NEWARK — The robotics class at Cedar Ridge High School is in its third year, and the class conveys itself as a melting pot for students in the district.
The program is headed by teachers Judy Butler and Gary Ford.
Each year, the team participates in the building of a robot and goes to a district competition in Little Rock. The competition is sponsored by FIRST Robotics.
“When you walk into [the competition in] Little Rock, our team is unique,” Butler said. “I’ve been a card-carrying member of the nerd herd all my life. I love being a nerd, but this thing filled a niche at our school that we really needed.
“We have agri boys. We have pretty girls. We have the athletes. We have a lot of special-education kids. They work elbow to elbow together. It was such a wonderful dynamic from the first year on. Our team is different. We have more diversity. We didn’t realize it until we got down to the competition.”
Ford said there’s about a 60-40 ratio of males to females on the team.
“We wanted them involved,” Ford said. “Some of the females this year, it was the first time they had used a drill or a saw.”
Butler said that after the competitions the first year, she asked the students what they liked best about participating in robotics. And she said it was almost unanimous.
“They all said, ‘We got to learn about our peers,’” she said. “‘We would have never gotten to hang out with them.’ That trend has continued. They’ve made sure that it has kept going. When you go down to Little Rock, there are a lot of ‘nerds,’ and I say that lovingly because I am one. You don’t see teams like ours.”

▶ _SHORT PROBLEM_:
Answer these questions from the article on the Cedar Ridge robotics class:
(a) Which two teachers head the program?
(b) Which organization sponsors the district competition in Little Rock?
(c) What is the approximate ratio of males to females on the team?

(Image region labeling items)

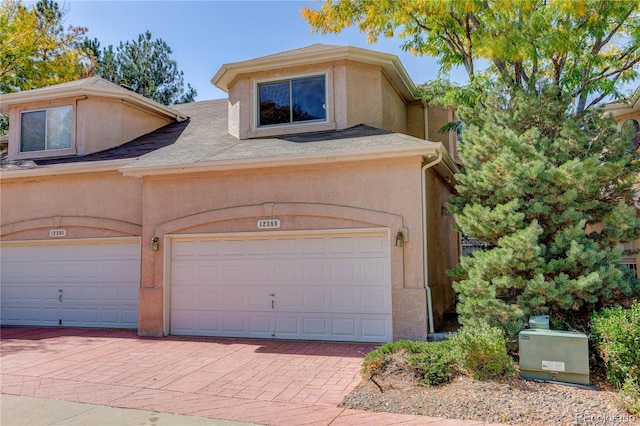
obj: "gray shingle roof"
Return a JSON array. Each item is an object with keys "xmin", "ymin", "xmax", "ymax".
[{"xmin": 0, "ymin": 99, "xmax": 439, "ymax": 171}]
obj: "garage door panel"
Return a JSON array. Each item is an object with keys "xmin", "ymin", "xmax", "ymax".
[
  {"xmin": 170, "ymin": 232, "xmax": 391, "ymax": 341},
  {"xmin": 0, "ymin": 239, "xmax": 140, "ymax": 328}
]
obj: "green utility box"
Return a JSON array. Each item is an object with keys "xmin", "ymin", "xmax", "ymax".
[{"xmin": 519, "ymin": 329, "xmax": 590, "ymax": 385}]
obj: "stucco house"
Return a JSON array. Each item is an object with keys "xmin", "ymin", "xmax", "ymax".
[
  {"xmin": 605, "ymin": 87, "xmax": 640, "ymax": 278},
  {"xmin": 0, "ymin": 45, "xmax": 459, "ymax": 342}
]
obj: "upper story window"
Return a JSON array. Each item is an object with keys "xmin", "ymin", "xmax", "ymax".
[
  {"xmin": 622, "ymin": 119, "xmax": 640, "ymax": 158},
  {"xmin": 258, "ymin": 75, "xmax": 327, "ymax": 126},
  {"xmin": 20, "ymin": 105, "xmax": 73, "ymax": 152}
]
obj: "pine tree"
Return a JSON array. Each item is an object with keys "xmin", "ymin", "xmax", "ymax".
[{"xmin": 450, "ymin": 88, "xmax": 640, "ymax": 332}]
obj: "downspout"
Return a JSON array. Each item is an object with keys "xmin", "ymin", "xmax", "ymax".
[{"xmin": 422, "ymin": 151, "xmax": 442, "ymax": 334}]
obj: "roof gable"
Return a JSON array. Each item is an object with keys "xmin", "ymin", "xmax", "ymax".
[
  {"xmin": 0, "ymin": 76, "xmax": 187, "ymax": 121},
  {"xmin": 211, "ymin": 44, "xmax": 417, "ymax": 101}
]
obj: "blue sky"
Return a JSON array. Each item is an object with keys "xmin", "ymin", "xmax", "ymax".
[{"xmin": 59, "ymin": 0, "xmax": 466, "ymax": 101}]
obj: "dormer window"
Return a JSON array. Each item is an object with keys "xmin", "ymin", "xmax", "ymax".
[
  {"xmin": 258, "ymin": 75, "xmax": 327, "ymax": 126},
  {"xmin": 20, "ymin": 105, "xmax": 73, "ymax": 152}
]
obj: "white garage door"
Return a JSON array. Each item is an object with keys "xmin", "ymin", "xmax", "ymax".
[
  {"xmin": 171, "ymin": 231, "xmax": 392, "ymax": 342},
  {"xmin": 0, "ymin": 238, "xmax": 140, "ymax": 328}
]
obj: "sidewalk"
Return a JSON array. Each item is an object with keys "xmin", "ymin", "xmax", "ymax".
[{"xmin": 0, "ymin": 394, "xmax": 252, "ymax": 426}]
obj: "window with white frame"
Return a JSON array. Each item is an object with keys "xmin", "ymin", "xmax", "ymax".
[
  {"xmin": 20, "ymin": 105, "xmax": 73, "ymax": 152},
  {"xmin": 258, "ymin": 75, "xmax": 327, "ymax": 127}
]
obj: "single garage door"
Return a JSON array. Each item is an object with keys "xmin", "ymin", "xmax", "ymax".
[
  {"xmin": 170, "ymin": 230, "xmax": 392, "ymax": 342},
  {"xmin": 0, "ymin": 238, "xmax": 140, "ymax": 328}
]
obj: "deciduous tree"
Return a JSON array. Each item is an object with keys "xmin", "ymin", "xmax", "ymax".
[
  {"xmin": 301, "ymin": 0, "xmax": 640, "ymax": 332},
  {"xmin": 0, "ymin": 0, "xmax": 88, "ymax": 93},
  {"xmin": 301, "ymin": 0, "xmax": 640, "ymax": 112}
]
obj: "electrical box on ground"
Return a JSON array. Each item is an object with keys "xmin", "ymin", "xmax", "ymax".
[{"xmin": 519, "ymin": 329, "xmax": 590, "ymax": 385}]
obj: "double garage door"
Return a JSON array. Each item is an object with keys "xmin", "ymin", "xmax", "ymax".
[
  {"xmin": 169, "ymin": 230, "xmax": 392, "ymax": 342},
  {"xmin": 0, "ymin": 238, "xmax": 140, "ymax": 328}
]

▶ _FINAL RESULT_:
(a) Judy Butler and Gary Ford
(b) FIRST Robotics
(c) About 60-40